Source extract:
-- begin --

Happy Halloween to all our readers!

Happy Halloween to all our readers!
This is an old blog post I have decided to republish for Halloween.
We are getting ready for Hallowe’en here. It is one of my favourite festivals of the year. To our Celtic ancestors, it was Samhain, the end of summer, the Celtic New Year. (Pronounced sow-inn, with the sow part as in female pig, not Sam-hain as in the way Donald Pleasance mangles it in the film.) Because the Celts believed in the importance of liminality, of the edges between realities, they believed that this festival night between one year and the next was somehow outside of ordinary time. It was therefore a gateway which allowed worlds to bleed into each other. On this night alone, the dead were able to return to the places they loved in this world.
I love folklore and tradition. I have no problem with traditions that grow and change (ever tried carving a turnip? – believe me, pumpkins are a lot easier and the result is much better!)

-- end --

Write out the Halloween post word for word, beginning at the words "This is an old" and stopping after "in this world.".

Data lines:
-- begin --

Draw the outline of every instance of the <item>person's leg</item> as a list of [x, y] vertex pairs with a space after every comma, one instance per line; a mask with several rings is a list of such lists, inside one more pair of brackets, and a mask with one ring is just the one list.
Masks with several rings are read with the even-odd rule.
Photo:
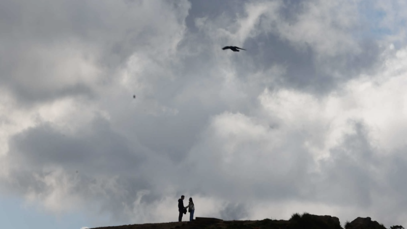
[[191, 212], [189, 214], [189, 221], [192, 221], [194, 219], [194, 212], [195, 211], [194, 210], [191, 210]]

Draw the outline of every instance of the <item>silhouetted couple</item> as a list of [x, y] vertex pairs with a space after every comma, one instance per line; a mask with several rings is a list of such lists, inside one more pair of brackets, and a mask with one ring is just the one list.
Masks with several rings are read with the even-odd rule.
[[189, 203], [186, 207], [184, 206], [184, 195], [181, 196], [181, 198], [178, 199], [178, 211], [180, 212], [180, 216], [178, 217], [178, 221], [182, 221], [182, 215], [187, 214], [187, 209], [189, 212], [189, 221], [192, 221], [194, 219], [194, 212], [195, 211], [195, 206], [194, 202], [192, 201], [192, 197], [189, 198]]

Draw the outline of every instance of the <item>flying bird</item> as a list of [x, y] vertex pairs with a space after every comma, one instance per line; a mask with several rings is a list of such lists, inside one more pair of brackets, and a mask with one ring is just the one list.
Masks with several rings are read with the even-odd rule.
[[226, 49], [230, 49], [230, 50], [231, 50], [232, 51], [233, 51], [234, 52], [238, 52], [238, 51], [239, 51], [239, 49], [246, 50], [246, 49], [245, 49], [244, 48], [239, 48], [239, 47], [236, 47], [236, 46], [225, 46], [225, 47], [223, 47], [222, 49], [223, 49], [223, 50], [226, 50]]

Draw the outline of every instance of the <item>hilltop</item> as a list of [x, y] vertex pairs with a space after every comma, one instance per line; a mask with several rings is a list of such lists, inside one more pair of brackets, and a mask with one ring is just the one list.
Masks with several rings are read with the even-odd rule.
[[[343, 227], [342, 227], [343, 226]], [[319, 216], [307, 213], [293, 214], [288, 220], [265, 219], [262, 220], [226, 221], [215, 218], [196, 217], [192, 222], [123, 225], [97, 227], [97, 229], [386, 229], [383, 224], [370, 217], [358, 217], [341, 224], [339, 219], [329, 215]], [[94, 229], [97, 229], [94, 228]], [[392, 226], [391, 229], [403, 229]]]

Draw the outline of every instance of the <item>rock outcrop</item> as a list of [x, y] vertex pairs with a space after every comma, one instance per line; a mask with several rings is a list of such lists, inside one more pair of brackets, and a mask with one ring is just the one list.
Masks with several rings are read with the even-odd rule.
[[345, 225], [345, 229], [386, 229], [383, 224], [376, 221], [372, 221], [370, 217], [358, 217], [348, 224]]

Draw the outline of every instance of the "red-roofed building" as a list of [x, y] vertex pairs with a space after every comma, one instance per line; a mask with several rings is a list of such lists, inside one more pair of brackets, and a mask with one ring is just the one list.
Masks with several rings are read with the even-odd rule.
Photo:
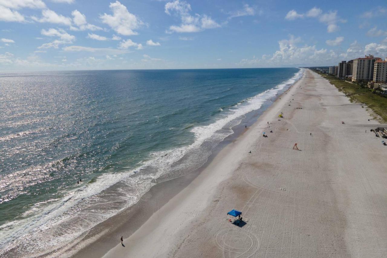
[[354, 59], [352, 81], [372, 80], [375, 63], [377, 60], [382, 60], [382, 58], [375, 57], [371, 55]]
[[375, 83], [387, 82], [387, 58], [377, 60], [373, 66], [373, 77]]

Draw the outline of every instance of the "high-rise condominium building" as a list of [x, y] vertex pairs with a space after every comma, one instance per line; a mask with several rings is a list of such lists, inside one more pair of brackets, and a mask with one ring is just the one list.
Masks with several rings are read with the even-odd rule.
[[352, 69], [352, 81], [370, 81], [373, 78], [373, 69], [375, 62], [381, 60], [380, 57], [373, 55], [366, 55], [365, 57], [353, 60]]
[[353, 68], [353, 60], [349, 60], [347, 62], [346, 65], [345, 76], [351, 76], [352, 75], [352, 69]]
[[339, 63], [339, 65], [337, 65], [337, 76], [339, 78], [342, 78], [345, 77], [346, 63], [347, 62], [345, 61], [342, 61], [341, 63]]
[[330, 74], [333, 74], [335, 72], [335, 67], [330, 66], [328, 70], [328, 73]]
[[373, 78], [375, 83], [387, 82], [387, 58], [377, 60], [373, 66]]

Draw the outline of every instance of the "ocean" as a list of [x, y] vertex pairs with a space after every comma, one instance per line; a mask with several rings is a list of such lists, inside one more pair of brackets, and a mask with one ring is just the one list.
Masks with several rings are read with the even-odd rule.
[[0, 72], [0, 256], [55, 250], [198, 168], [302, 72]]

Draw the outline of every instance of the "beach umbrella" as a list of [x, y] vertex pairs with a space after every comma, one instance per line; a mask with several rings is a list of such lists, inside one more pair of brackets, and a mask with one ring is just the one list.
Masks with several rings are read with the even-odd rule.
[[241, 214], [242, 213], [239, 211], [236, 210], [231, 210], [229, 212], [228, 212], [227, 214], [235, 217], [237, 217], [239, 215]]

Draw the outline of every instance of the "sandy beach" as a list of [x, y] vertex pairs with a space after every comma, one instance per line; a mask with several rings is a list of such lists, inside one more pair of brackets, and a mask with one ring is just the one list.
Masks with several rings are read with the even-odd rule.
[[[387, 257], [387, 147], [370, 131], [380, 126], [307, 70], [188, 185], [170, 184], [170, 198], [156, 202], [149, 217], [108, 222], [117, 229], [67, 255]], [[233, 209], [242, 212], [243, 227], [228, 221]]]

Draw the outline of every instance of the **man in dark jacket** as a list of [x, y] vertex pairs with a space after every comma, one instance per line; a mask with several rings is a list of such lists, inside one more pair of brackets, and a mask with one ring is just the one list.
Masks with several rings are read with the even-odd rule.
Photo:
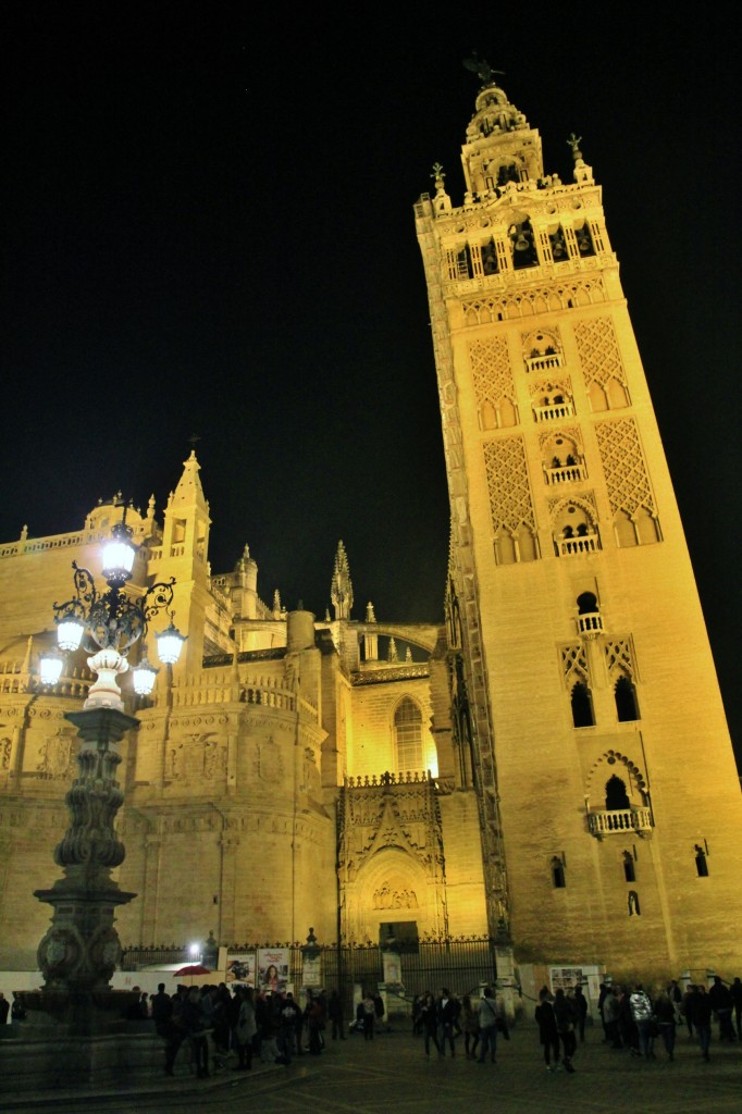
[[711, 998], [711, 1008], [719, 1020], [719, 1039], [734, 1040], [734, 1029], [732, 1028], [734, 998], [732, 997], [732, 991], [719, 975], [714, 975], [709, 997]]

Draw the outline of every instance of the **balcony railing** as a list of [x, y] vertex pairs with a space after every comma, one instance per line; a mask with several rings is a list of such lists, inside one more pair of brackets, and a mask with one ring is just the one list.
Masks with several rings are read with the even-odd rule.
[[577, 616], [577, 633], [586, 638], [603, 634], [603, 616], [599, 612], [587, 612]]
[[531, 355], [526, 360], [527, 371], [554, 371], [563, 364], [562, 353], [551, 352], [548, 355]]
[[615, 833], [636, 832], [642, 836], [652, 831], [650, 809], [602, 809], [587, 814], [590, 836], [603, 839]]
[[584, 480], [586, 476], [585, 465], [565, 465], [546, 469], [547, 483], [574, 483], [575, 480]]
[[570, 554], [592, 554], [598, 547], [597, 534], [580, 534], [577, 538], [559, 538], [559, 554], [565, 557]]
[[534, 407], [536, 421], [555, 421], [558, 418], [572, 418], [575, 408], [572, 402], [550, 402], [546, 407]]

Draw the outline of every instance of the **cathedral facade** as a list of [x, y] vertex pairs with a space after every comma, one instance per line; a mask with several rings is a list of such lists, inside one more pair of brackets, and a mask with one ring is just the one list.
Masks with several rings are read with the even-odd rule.
[[152, 698], [127, 695], [125, 946], [312, 926], [322, 945], [489, 936], [523, 964], [734, 974], [739, 779], [601, 189], [574, 136], [574, 182], [545, 174], [538, 133], [481, 77], [462, 204], [438, 166], [414, 206], [445, 616], [352, 617], [342, 543], [323, 618], [265, 603], [247, 547], [214, 574], [195, 453], [162, 516], [117, 496], [1, 545], [0, 968], [36, 965], [33, 890], [75, 776], [65, 714], [92, 680], [80, 653], [41, 686], [52, 604], [72, 560], [98, 575], [126, 510], [128, 590], [174, 577], [187, 642]]

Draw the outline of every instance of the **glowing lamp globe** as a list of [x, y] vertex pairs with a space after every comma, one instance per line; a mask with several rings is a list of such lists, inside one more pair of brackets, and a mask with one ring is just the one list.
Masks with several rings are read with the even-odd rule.
[[58, 657], [56, 654], [43, 654], [39, 658], [41, 684], [53, 687], [61, 676], [62, 665], [64, 662], [61, 657]]
[[155, 687], [156, 677], [157, 670], [150, 664], [145, 654], [136, 668], [131, 670], [131, 681], [137, 696], [149, 696]]
[[180, 656], [184, 635], [170, 623], [166, 631], [155, 635], [157, 639], [157, 656], [164, 665], [175, 665]]
[[134, 568], [136, 548], [126, 535], [114, 528], [114, 537], [102, 551], [102, 574], [108, 582], [128, 580]]

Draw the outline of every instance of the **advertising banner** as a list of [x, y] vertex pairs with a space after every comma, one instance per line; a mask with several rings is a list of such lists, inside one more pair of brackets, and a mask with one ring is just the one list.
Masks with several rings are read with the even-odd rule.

-- end --

Exercise solution:
This is an old blog post I have decided to republish for Halloween.
We are getting ready for Hallowe’en here. It is one of my favourite festivals of the year. To our Celtic ancestors, it was Samhain, the end of summer, the Celtic New Year. (Pronounced sow-inn, with the sow part as in female pig, not Sam-hain as in the way Donald Pleasance mangles it in the film.) Because the Celts believed in the importance of liminality, of the edges between realities, they believed that this festival night between one year and the next was somehow outside of ordinary time. It was therefore a gateway which allowed worlds to bleed into each other. On this night alone, the dead were able to return to the places they loved in this world.